# Request:
What is needed is an exact copy of the entries below, from the line that contains "the stone step." through the final line, both included, and nothing else.

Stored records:
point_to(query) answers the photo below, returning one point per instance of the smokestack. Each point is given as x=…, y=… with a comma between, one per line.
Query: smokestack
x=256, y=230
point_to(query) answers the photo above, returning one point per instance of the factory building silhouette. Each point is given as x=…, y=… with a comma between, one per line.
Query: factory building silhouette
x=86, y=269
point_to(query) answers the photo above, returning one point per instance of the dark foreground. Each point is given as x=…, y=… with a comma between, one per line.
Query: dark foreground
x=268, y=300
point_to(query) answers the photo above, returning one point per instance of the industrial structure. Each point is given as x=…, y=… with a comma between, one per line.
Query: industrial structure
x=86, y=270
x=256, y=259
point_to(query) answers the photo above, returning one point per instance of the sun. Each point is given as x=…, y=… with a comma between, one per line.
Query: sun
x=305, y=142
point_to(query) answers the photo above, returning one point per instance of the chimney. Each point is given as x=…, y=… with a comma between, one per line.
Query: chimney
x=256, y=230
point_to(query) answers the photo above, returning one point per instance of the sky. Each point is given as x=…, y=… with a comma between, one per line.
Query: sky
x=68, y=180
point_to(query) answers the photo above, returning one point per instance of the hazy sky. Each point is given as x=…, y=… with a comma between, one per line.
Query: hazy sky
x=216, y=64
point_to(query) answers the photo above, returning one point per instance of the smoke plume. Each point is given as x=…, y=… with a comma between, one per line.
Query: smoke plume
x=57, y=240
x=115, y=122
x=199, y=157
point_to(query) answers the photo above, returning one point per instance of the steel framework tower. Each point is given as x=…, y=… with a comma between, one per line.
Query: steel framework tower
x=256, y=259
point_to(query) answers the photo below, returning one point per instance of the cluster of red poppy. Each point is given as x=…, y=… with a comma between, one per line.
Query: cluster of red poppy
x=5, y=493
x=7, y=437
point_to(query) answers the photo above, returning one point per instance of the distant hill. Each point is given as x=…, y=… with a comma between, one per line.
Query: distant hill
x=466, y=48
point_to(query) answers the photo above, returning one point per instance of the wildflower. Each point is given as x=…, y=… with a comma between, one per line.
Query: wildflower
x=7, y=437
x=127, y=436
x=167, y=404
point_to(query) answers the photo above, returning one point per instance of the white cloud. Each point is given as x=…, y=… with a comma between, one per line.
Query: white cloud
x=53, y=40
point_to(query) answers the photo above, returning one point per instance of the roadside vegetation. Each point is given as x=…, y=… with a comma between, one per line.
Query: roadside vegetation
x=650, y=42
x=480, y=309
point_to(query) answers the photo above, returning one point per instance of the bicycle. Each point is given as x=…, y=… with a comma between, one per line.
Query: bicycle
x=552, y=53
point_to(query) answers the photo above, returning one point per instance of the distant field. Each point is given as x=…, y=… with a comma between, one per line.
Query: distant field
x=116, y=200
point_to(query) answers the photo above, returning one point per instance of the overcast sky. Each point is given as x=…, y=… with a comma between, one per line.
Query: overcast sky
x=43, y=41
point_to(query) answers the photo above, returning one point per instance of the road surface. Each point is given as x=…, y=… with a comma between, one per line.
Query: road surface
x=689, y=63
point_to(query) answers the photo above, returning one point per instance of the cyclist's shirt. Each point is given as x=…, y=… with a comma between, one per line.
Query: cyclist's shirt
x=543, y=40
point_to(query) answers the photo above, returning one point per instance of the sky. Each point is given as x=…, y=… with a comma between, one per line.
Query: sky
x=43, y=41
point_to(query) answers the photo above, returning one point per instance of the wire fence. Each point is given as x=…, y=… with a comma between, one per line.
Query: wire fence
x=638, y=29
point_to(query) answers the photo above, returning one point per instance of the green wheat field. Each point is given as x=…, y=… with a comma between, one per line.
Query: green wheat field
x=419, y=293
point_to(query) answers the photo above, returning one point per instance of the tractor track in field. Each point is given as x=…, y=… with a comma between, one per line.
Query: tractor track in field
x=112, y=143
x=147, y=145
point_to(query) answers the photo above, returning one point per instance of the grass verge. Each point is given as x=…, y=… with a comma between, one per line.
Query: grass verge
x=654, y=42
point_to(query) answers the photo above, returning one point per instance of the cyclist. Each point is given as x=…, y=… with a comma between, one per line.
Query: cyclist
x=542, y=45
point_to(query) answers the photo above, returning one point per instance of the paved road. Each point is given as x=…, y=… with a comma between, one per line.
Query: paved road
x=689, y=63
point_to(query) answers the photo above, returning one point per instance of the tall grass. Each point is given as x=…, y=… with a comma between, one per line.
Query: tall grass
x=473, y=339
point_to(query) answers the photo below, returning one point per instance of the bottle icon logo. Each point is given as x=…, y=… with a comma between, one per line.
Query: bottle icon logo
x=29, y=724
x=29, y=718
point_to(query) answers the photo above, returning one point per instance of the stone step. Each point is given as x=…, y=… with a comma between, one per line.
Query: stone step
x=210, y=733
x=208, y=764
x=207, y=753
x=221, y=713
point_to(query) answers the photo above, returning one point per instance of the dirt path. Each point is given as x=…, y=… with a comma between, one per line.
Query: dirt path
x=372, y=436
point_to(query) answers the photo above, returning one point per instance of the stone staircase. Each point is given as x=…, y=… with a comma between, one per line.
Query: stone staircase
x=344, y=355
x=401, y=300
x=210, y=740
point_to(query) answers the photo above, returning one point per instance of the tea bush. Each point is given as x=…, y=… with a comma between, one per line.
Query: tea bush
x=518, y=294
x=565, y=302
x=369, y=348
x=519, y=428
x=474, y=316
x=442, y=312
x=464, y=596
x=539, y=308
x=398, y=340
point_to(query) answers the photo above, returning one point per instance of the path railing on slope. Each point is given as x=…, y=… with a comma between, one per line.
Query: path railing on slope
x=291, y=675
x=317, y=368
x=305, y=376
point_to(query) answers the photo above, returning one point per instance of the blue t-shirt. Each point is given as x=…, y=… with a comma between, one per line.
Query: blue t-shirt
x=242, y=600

# Response to this exercise:
point_to(query) answers the photo above, returning one point per instance of the stone step. Each point is given as x=…, y=… with a comma between, one per line.
Query: stone step
x=210, y=733
x=208, y=764
x=207, y=753
x=221, y=713
point_to(query) answers the photo above, returning one point per instance of the dirt path. Each point is given as x=…, y=… with a comma between, one per line.
Query: dirt path
x=372, y=436
point_to(query) answers the photo above, returning one point per instance of the stone staircase. Each point is given as x=…, y=… with a comma between, one per line.
Query: stone staircase
x=344, y=355
x=401, y=300
x=210, y=740
point_to(query) answers the photo above, returning one point per instance of the tea bush. Each point is given as x=…, y=… with a comma between, one per line.
Query: tea bush
x=518, y=294
x=565, y=302
x=369, y=348
x=519, y=428
x=474, y=316
x=442, y=312
x=464, y=596
x=539, y=308
x=398, y=340
point_to(query) answers the photo above, returning one point per instance of the path railing on slope. Each point is given as x=…, y=… with a comma between, one per line.
Query: path railing on slope
x=291, y=675
x=317, y=368
x=305, y=376
point_to(query) answers the photo above, returning one point per instance of the blue t-shirt. Each point is given as x=…, y=… with a comma between, one per line.
Query: blue t-shirt
x=242, y=600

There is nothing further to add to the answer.